_Do this:_ Every record here should be printed again exactly.

--- start Task inputs ---

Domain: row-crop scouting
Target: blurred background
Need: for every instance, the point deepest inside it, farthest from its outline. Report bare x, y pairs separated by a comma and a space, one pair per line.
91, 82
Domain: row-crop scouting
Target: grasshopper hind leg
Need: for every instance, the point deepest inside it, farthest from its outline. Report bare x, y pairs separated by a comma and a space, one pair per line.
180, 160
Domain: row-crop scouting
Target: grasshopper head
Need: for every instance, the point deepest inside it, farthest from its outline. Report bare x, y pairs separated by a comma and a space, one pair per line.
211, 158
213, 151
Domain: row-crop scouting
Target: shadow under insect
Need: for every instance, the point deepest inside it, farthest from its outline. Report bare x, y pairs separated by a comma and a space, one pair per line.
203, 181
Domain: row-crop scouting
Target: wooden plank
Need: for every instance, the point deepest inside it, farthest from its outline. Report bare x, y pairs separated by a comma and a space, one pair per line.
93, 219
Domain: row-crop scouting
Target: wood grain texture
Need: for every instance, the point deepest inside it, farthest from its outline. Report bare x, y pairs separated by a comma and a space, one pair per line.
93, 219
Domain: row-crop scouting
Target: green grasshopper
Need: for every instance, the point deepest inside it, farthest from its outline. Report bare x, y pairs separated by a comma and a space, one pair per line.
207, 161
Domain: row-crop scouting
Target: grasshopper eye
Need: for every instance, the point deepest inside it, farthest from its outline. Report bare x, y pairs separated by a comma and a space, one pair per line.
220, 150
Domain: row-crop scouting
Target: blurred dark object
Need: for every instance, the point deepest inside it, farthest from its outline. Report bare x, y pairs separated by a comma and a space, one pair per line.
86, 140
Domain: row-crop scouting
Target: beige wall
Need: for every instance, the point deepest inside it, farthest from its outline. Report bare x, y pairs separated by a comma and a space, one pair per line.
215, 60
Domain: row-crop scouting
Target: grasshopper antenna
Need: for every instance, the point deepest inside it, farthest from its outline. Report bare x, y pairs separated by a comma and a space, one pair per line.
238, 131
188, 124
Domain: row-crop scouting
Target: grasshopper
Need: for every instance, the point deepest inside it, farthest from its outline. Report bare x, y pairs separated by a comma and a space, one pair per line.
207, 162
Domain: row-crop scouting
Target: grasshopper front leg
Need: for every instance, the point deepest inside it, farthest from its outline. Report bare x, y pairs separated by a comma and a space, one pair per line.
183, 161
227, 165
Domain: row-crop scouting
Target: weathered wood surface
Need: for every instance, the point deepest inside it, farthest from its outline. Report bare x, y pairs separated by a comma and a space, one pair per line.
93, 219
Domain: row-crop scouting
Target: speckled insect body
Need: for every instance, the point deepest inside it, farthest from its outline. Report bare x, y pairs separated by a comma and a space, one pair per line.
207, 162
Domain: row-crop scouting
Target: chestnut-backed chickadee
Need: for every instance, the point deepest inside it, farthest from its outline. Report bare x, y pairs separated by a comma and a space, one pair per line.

--- end Task inputs ---

_Complete response:_
Domain: row-crop scouting
Target: blurred background
Need: for every instance, the point deepest inside it, farthest from its outline. Report bare x, y pairs separated by a comma and a space, one pair per line.
91, 82
Domain: row-crop scouting
Target: grasshopper hind leg
Need: for every instance, the point deepest inside it, farthest from its outline. Report bare x, y pairs separated by a comma and a space, one pair per line.
180, 160
Domain: row-crop scouting
Target: grasshopper head
Need: for every instance, the point deepest inside it, farthest from its outline. Report bare x, y pairs separated by a comma and a space, one pair per line.
211, 158
213, 151
Domain: row-crop scouting
Target: shadow under insect
Need: for every instance, the point deepest inside it, farthest from its outline. Report bare x, y pairs separated by a comma and a space, one pair per line.
203, 181
Domain: row-crop scouting
Target: wooden plank
Need: for every instance, the point deepest inside it, farthest from its outline. Report bare x, y pairs separated by a comma and a space, one pair per line.
93, 219
Domain: row-crop scouting
Target: wood grain texture
Need: for every instance, the point deepest inside it, farthest from its outline. Report bare x, y pairs separated by a comma and a space, one pair per line.
93, 219
Domain: row-crop scouting
Target: green grasshopper
Need: for every instance, the point deepest inside it, farthest from its outline. Report bare x, y pairs separated by a comma and a space, one pair per line.
207, 161
Domain: row-crop scouting
Target: grasshopper eye
Need: for every instance, the point deepest inside it, farthest from its outline. Report bare x, y pairs separated by a comma and a space, one pair per line.
220, 150
Domain: row-crop scouting
Target: blurred dark object
Need: for every instance, the point deepest inside it, farthest from its outline. Report bare x, y pairs separated by a comma and a space, one pair per line.
86, 140
Domain: row-crop scouting
Target: beige wall
Need: for every instance, the point deepest inside it, farthest from its outline. Report bare x, y pairs separated by a comma and a space, one pair per line.
215, 60
Domain: row-crop scouting
Target: grasshopper antenna
Need: for every instance, the point deepest inside it, farthest from its outline. Report bare x, y pairs separated by a comma and a space, one pair per line.
238, 131
188, 124
Domain: row-crop scouting
Target: grasshopper
Need: for every instance, the point deepest inside it, farthest from its outline. Report bare x, y pairs separated by a comma and a space, one pair per line.
207, 162
Domain: row-crop scouting
Target: grasshopper front leg
Need: for every instance, the point deepest inside it, farthest from its outline. Report bare x, y pairs separated by a comma and a space, one pair per line.
183, 161
227, 165
Domain: row-crop scouting
Target: weathered wood surface
Need: for every instance, the point deepest inside it, farthest from its outline. Report bare x, y pairs separated by a comma and a space, one pair per line.
93, 219
Domain: row-crop scouting
Target: speckled insect body
Need: for every instance, the point deepest inside it, farthest from its outline. Report bare x, y pairs separated by a comma and a space, one pair per line.
207, 162
Domain: row-crop scouting
Target: chestnut-backed chickadee
Need: for every instance, the point deepest inside it, farthest from its outline. Report bare x, y pairs separated by a comma and a space, one pair per line.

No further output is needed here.